Juan Preciado promete a su madre ir a Comala en busca de su padre, Pedro Páramo, pero encuentra un pueblo, triste y lúgubre, lleno de murmullos y fantasmas, extraños personajes que conversan con él de forma confusa. Se establece una especie de narrador colectivo, un puzle de relatos, sobre el pasado del pueblo y especialmente sobre el protagonista de la novela, el todopoderoso cacique Pedro Páramo y particularmente su vida con Susana San Juan

  La novela está dividida no en capítulos sino en sesenta breves secuencias en las que se van entrelazando las diversas historias, la de Juan Preciado y la de Pedro Páramo. Las secuencias narradas por Juan Preciado aparecen en primera persona y con un cierto orden cronológico, mientras que las secuencias que se refieren a Pedro Páramo se narran en tercera persona y en distintas épocas de su vida. Durante una primera parte de la novela aparece más en primer plano el relato de Juan Preciado con los extraños personajes mediante el cual se reconstruye la historia de su madre y del pueblo, y en una parte posterior predomina la historia de Pedro Páramo con Susana San Juan, hasta el derrumbe final del cacique y de Comala.

 Pero desde el principio se percibe que no existe una narración lineal de la historia sino una narración aparentemente desordenada o desestructurada, muy compleja: los recuerdos están fragmentados, las situaciones y diálogos a veces quedan inconclusos, las historias se entrecruzan, hay una total dislocación del tiempo y del espacio, conectando momentos distintos y trasladando la acción al pasado (flashbacks). Además, hay que anotar la casi total desaparición del narrador, la sustitución de lo descriptivo por la evocación y la alusión, los monólogos interiores de personajes vivos y muertos y, en fin, lo fantástico o fantasmagórico unido a la más cruda realidad, todo entremezclado y confundido en una forma narrativa sorprendente, impregnada por el poso del polvo, de la añoranza y de la muerte.

━━━━━━━━

TAREA ASIGNADA A>
Indica si cada afirmación concuerda con el texto sobre Pedro Páramo. Responde sí o no y cita literalmente las palabras del texto que lo deciden.
(i) La novela está dividida en capítulos.
(ii) Las secuencias narradas por Juan Preciado aparecen en primera persona.
(iii) La historia se cuenta mediante una narración lineal.
TAREA ASIGNADA B>
Contesta estas preguntas según el texto sobre Pedro Páramo:
(i) ¿A qué pueblo promete ir Juan Preciado?
(ii) ¿En cuántas secuencias está dividida la novela?
(iii) ¿Con quién transcurre la historia de Pedro Páramo que predomina en la parte posterior de la novela?
TAREA ASIGNADA C>
Duplica el fragmento del texto sobre Pedro Páramo que va desde "La novela está" hasta "y de Comala.".
Este material procede de otra fuente.

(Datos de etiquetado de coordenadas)
━━━━━━━━

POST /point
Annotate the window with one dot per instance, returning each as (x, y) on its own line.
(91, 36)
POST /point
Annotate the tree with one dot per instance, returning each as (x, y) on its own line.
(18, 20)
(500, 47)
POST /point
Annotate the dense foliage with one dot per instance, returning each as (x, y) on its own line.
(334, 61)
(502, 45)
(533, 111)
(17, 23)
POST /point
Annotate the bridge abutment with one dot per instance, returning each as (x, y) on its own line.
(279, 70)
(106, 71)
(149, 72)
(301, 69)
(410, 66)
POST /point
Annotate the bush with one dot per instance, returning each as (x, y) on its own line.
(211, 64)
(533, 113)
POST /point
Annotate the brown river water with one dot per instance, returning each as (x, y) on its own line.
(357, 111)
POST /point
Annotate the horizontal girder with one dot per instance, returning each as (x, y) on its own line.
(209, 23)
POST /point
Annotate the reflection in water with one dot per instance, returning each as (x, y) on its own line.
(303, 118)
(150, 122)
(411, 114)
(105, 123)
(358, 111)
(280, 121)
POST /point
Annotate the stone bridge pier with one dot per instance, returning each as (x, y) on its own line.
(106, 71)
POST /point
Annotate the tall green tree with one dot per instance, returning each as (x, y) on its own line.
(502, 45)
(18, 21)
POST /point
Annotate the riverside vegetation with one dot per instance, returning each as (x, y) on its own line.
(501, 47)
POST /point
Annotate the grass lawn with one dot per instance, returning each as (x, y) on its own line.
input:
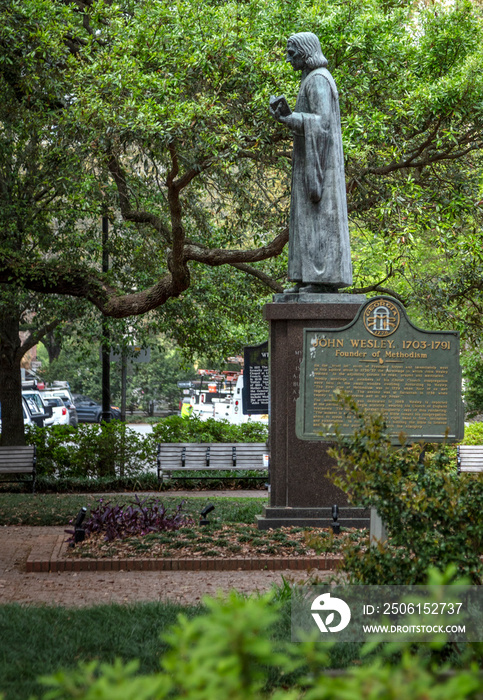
(42, 640)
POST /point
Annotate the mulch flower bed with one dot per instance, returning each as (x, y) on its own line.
(223, 541)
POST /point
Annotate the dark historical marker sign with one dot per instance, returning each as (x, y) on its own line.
(255, 379)
(389, 366)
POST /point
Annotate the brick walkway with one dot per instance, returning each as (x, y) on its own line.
(18, 545)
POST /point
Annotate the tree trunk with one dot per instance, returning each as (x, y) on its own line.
(52, 345)
(11, 378)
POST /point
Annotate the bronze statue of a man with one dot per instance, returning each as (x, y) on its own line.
(319, 247)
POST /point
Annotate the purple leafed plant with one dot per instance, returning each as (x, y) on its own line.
(132, 519)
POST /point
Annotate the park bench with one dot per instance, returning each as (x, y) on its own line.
(470, 458)
(19, 461)
(220, 456)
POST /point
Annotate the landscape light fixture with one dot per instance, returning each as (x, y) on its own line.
(79, 531)
(207, 509)
(335, 516)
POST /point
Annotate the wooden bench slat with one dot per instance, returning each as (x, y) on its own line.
(191, 456)
(19, 461)
(470, 458)
(18, 470)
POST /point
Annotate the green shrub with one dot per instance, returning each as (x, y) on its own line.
(93, 451)
(432, 514)
(473, 434)
(193, 429)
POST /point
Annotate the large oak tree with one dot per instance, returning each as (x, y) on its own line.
(156, 113)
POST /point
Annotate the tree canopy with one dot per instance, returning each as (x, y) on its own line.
(155, 114)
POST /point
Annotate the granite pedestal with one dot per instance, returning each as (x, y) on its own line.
(300, 492)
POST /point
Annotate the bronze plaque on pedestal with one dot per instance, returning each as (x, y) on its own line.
(389, 366)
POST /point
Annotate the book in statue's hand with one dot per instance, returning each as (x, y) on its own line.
(275, 101)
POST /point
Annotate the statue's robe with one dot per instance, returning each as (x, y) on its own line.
(319, 247)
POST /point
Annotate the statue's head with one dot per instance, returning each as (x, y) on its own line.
(307, 46)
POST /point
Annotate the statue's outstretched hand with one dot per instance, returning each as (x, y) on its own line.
(277, 114)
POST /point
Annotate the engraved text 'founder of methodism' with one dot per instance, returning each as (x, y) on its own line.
(319, 247)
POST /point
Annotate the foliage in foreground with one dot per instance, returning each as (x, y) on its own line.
(140, 517)
(231, 653)
(58, 509)
(432, 514)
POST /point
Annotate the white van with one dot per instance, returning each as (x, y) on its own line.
(41, 414)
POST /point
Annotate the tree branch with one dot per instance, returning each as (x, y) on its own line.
(37, 336)
(129, 214)
(219, 256)
(262, 276)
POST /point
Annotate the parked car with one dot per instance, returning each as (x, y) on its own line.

━━━━━━━━

RESULTADO A>
(i) No: "La novela está dividida no en capítulos sino en sesenta breves secuencias"
(ii) Sí: "Las secuencias narradas por Juan Preciado aparecen en primera persona"
(iii) No: "no existe una narración lineal de la historia"

RESULTADO B>
(i) A Comala.
(ii) En sesenta breves secuencias.
(iii) Con Susana San Juan.

RESULTADO C>
La novela está dividida no en capítulos sino en sesenta breves secuencias en las que se van entrelazando las diversas historias, la de Juan Preciado y la de Pedro Páramo. Las secuencias narradas por Juan Preciado aparecen en primera persona y con un cierto orden cronológico, mientras que las secuencias que se refieren a Pedro Páramo se narran en tercera persona y en distintas épocas de su vida. Durante una primera parte de la novela aparece más en primer plano el relato de Juan Preciado con los extraños personajes mediante el cual se reconstruye la historia de su madre y del pueblo, y en una parte posterior predomina la historia de Pedro Páramo con Susana San Juan, hasta el derrumbe final del cacique y de Comala.